- Selected extract -
** Begin **
For the sake of acting according to his own interests, man takes the advice of only such other people as are conducive to the fulfilment of those personal interests. This is illustrated by the saying of blind men being led by the blind. People full of desires cannot appreciate the advice given by men of wisdom, as wisdom is contrary to desire. Rejecting the precepts of wisdom, people take to their own methods of action and through self-conceit and vanity think that they have achieved their ends. Their experiences, however, shall result in intense grief and they will be made to repent for their actions. Because of heedlessness and pride they constantly fall back into the experiences of phenomenal suffering and never really attain to what they actually longed for, inasmuch as what is really desired is unrestricted happiness and as this cannot be had through desires and actions.

Mantra No. 10:

Thinking that external sacrifices and charities are all, i.e., the best, these deluded ones do not know of anything better. Enjoying in heaven the fruits of meritorious deeds, at the end of it, they fall down to this world or even to a lower world.

Because of the lack of proper knowledge, ordinary people do not have the consciousness of the fact that there is a higher state of emancipation. Their lot is suffering alone because wherever there is lack of knowledge, there pain is the experience. A meritorious deed temporarily raises an individual to a region of enjoyment, because the effect of a deed is temporary. At the end of the momentum of the meritorious deed, the individual reverts to his native condition of imperfection and desire for action, i.e., he once again becomes what he was previously. No deed can permanently raise an individual to a high and glorious state, as every deed is only a phenomenon. And, further, due to the presence of passion and greed, the individual may even fall down to lower regions.
** End **
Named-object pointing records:
** Begin **
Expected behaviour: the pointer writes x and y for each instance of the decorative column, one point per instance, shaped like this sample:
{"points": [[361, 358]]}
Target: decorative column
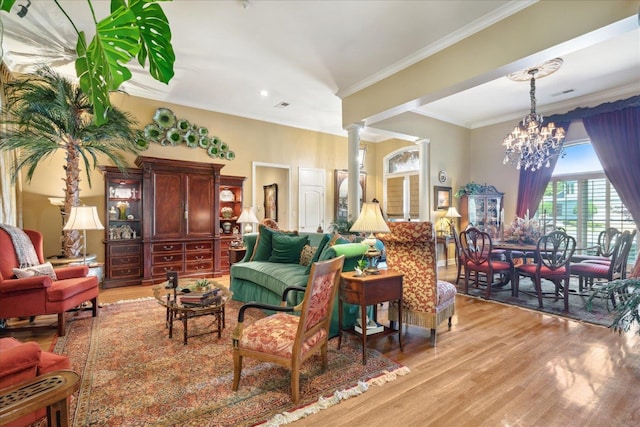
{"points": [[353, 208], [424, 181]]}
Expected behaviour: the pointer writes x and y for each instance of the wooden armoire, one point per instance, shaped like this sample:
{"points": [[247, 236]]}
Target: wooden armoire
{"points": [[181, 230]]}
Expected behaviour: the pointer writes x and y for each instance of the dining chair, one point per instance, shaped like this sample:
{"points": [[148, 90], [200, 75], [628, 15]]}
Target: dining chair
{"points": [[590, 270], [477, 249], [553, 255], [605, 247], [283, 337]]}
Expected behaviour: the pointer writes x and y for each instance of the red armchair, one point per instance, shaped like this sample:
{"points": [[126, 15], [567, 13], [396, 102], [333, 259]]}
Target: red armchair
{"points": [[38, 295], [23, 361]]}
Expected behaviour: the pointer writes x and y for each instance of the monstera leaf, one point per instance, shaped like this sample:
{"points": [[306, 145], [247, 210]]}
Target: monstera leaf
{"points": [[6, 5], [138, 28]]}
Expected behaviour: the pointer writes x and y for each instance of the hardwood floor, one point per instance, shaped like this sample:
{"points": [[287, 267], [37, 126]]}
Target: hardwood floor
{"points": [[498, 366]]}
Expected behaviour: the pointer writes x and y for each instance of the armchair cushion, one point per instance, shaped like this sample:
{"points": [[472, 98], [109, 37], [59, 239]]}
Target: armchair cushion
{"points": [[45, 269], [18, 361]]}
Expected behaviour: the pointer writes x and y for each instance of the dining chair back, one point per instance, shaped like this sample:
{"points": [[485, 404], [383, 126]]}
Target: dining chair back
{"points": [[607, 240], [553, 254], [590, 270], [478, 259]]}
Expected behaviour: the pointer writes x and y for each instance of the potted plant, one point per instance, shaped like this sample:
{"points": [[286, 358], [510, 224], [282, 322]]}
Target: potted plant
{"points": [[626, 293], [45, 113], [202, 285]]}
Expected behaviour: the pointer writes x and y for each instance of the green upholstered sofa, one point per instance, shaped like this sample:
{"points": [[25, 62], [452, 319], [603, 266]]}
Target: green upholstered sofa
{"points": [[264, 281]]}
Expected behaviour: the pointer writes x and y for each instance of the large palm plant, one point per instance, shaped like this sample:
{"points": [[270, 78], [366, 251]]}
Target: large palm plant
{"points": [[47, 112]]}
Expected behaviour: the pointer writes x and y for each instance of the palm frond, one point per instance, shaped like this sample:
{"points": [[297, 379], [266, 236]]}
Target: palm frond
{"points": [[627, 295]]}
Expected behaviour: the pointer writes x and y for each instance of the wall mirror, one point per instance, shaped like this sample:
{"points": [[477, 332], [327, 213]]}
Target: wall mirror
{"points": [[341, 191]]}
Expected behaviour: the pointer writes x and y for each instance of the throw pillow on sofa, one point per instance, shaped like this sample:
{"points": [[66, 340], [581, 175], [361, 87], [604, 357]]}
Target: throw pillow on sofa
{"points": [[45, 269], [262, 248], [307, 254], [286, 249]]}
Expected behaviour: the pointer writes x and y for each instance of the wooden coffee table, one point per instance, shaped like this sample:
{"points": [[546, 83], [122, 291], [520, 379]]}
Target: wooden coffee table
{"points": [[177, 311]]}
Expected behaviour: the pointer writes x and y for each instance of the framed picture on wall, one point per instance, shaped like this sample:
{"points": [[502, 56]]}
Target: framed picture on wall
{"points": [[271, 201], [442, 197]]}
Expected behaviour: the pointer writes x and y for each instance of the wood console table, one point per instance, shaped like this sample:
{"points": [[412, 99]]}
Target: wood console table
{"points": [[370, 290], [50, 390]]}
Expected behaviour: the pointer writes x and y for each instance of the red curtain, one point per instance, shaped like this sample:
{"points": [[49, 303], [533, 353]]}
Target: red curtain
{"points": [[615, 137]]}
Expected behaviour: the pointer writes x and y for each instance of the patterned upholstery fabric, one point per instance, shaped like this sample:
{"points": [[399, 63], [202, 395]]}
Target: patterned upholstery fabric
** End **
- List of tasks -
1/ For each statement below, say whether it agrees with the passage on meritorious deeds, answering yes or no and quoting the deciding words of the passage. (a) A meritorious deed can permanently raise a person to a glorious state. (b) People full of desires cannot appreciate the advice of men of wisdom. (c) After enjoying the fruits of their deeds in heaven, the deluded ones may fall to this world or a lower one.
2/ Carry on the passage on meritorious deeds from its final sentence, keeping its tone and line of thought.

- Answers to the exercises -
1/
(a) No: "No deed can permanently raise an individual to a high and glorious state, as every deed is only a phenomenon."
(b) Yes: "People full of desires cannot appreciate the advice given by men of wisdom, as wisdom is contrary to desire."
(c) Yes: "at the end of it, they fall down to this world or even to a lower world."

2/
Mantra No. 11

Those people who have faith and practise austerity, who live in forests with calmness of mind and full with knowledge, living on alms, being freed from all desires, pass through the passage of the sun to where is that immortal and imperishable Purusha.

The Mantra refers to Krama-Mukti, or gradual liberation, attained by the Upasakas of Saguna Brahman. These Upasakas are the Vanaprasthas living in forests a life of austerity and devotion.

Mantra No. 12:

Examining the nature of the regions attained through action and finding out their worthlessness, a wise person should get totally disgusted with them, because that which is not made cannot be attained through what is made or done. For the sake of the knowledge of that (which is not made), one should approach, with Samit in his hand, a preceptor who is well-versed in scriptures and also established in Brahman.

The efforts of an individual are generally stained by ignorance, selfish desires and actions connected with those desires. Karmas are enjoined only on such people as cannot extricate themselves from the clutches of these fetters. The different regions and experiences which are accessible to these people, are also of the same nature as their causes. They give rise to such unpleasant experiences as rise and fall in different states. They are also dependent on and affected by the defects consequent upon the non-performance of what is enjoined and the performance of what is prohibited. People who revel in mere phenomenal selfish actions alone, get such births as those of beasts, demons, etc. These experiences should be properly analysed with the help of such proofs of knowledge as perception, inference, verbal testimony and comparison. The true nature of these experiences in the different worlds should be known in its essential form. These experiences are the different roads to Samsara. They extend from the unmanifest potentiality of beings to the lowest inanimate matter. They are either manifested or unmanifested, physical, astral or mental, objective or subjective. They are interdependent like the seed and the tree. They are the sources of extreme misery and are absolutely essenceless. They are illusory like a juggler's trick or water in the mirage or a city in the clouds or like objects in dream or like a breaking bubble. They are now seen and now not seen. Such experiences should be known to be the results of desires and actions belonging to the mind and senses. An aspirant should turn his back to all these and should come to the conclusion that the whole universe is produced by nescience and its undesirable consequences. The network of this universe is kept intact in the forms of pleasure and pain, virtue and vice, good and evil, etc.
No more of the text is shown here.